• **TASK DIRECTIONS**: Write out every line of the records below as a numbered list, leaving out the blank lines.

• **STORED DATA**:
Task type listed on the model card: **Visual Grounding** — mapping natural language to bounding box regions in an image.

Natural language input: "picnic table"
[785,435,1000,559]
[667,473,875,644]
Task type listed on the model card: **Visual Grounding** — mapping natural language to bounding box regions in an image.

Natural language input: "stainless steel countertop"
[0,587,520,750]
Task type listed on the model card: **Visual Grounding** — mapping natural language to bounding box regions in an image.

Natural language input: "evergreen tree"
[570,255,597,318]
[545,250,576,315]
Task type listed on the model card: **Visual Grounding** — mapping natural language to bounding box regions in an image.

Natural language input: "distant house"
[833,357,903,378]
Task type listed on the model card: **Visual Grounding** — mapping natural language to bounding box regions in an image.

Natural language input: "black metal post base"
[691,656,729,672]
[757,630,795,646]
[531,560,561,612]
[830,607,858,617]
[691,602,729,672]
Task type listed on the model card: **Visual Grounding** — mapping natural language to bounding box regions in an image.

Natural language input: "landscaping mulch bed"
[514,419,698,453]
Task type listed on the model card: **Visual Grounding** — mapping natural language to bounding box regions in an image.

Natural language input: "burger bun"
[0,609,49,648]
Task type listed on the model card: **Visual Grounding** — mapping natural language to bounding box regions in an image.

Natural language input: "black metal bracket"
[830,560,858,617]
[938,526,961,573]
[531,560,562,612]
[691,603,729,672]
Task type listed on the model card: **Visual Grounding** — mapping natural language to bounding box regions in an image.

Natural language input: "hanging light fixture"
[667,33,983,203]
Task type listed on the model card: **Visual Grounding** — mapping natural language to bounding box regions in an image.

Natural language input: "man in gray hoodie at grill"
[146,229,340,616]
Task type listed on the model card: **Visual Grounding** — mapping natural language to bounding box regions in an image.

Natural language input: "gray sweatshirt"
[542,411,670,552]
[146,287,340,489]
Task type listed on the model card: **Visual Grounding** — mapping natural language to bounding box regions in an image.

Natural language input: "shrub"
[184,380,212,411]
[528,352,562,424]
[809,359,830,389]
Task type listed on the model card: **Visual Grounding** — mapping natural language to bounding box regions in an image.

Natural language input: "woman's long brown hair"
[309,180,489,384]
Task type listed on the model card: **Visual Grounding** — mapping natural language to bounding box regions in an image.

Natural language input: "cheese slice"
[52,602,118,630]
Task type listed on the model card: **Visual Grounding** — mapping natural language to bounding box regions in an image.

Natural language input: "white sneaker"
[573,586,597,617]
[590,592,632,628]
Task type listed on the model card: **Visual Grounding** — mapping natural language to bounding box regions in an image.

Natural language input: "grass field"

• **CORRECT RESULT**:
1. Task type listed on the model card: **Visual Grounding** — mapping natural language to bounding box regions in an image.
2. Natural language input: "picnic table"
3. [785,435,1000,559]
4. [667,473,875,644]
5. Task type listed on the model card: **Visual Grounding** — mapping natural language to bounding box regions in an image.
6. Natural language input: "stainless steel countertop"
7. [0,587,520,750]
8. Task type listed on the model card: **Visual Grounding** — mapping natural language to bounding box regions in an image.
9. Natural language input: "evergreen tree"
10. [570,255,597,318]
11. [545,250,576,315]
12. Task type listed on the model card: **Visual Grounding** — mapping natural language to bounding box regions in an image.
13. Natural language input: "distant house"
14. [833,357,903,378]
15. Task type listed on the model card: **Visual Grounding** — mapping natural language to bounding box regions in an image.
16. Natural language input: "black metal post base"
17. [691,656,729,672]
18. [757,630,795,646]
19. [531,560,561,612]
20. [830,607,858,617]
21. [691,602,729,672]
22. Task type listed on the model card: **Visual Grounding** — mapping natural language to bounding box regions in an image.
23. Natural language input: "landscaping mulch bed"
24. [514,419,698,453]
25. Task type listed on the model card: **Visual Grounding** — mapping natural language to bounding box regions in an image.
26. Natural language input: "burger bun"
27. [0,609,49,648]
28. Task type listed on the model card: **Visual Grounding** — mapping natural language to bounding box regions in an image.
29. Natural language input: "black metal bracket"
30. [830,560,858,617]
31. [938,526,961,573]
32. [531,560,562,612]
33. [691,603,729,672]
34. Task type listed on the model card: **Visual Grounding** — mapping natural language to bounding box regions in an image.
35. Natural language input: "hanging light fixture"
36. [667,33,983,203]
37. Task type listed on the model card: **Visual Grounding** — mapping natural language to bounding box regions in an image.
38. Natural language input: "man in gray hoodie at grill"
39. [146,229,340,616]
40. Task type listed on the model card: **Visual Grounding** — mapping natural language to bounding box regions in an image.
41. Natural language input: "gray sweatshirt"
42. [542,411,670,552]
43. [146,287,340,489]
44. Task type listed on the model card: **Visual Grounding** — mapping natural language to bounding box regions in an image.
45. Natural language input: "shrub"
46. [184,380,212,411]
47. [528,352,562,424]
48. [809,359,830,389]
49. Task type listed on the model card: **Visual Grounding** — mapping natural language to bounding box regions in an image.
50. Natural language input: "woman's long brown hair"
51. [309,180,489,384]
52. Task type listed on the model card: **Visual Grounding** — mapping natural language to bounding box regions in an image.
53. Natural language input: "cheese slice"
54. [52,602,118,630]
55. Task type listed on the model card: **Visual Grounding** — mapping natural language to bounding box regions in an image.
56. Natural language input: "white sneaker"
57. [573,586,597,617]
58. [590,592,632,628]
59. Task type listed on the model card: **Visual Grounding** — mapping natural language to bounding box regions in an image.
60. Natural language input: "grass field"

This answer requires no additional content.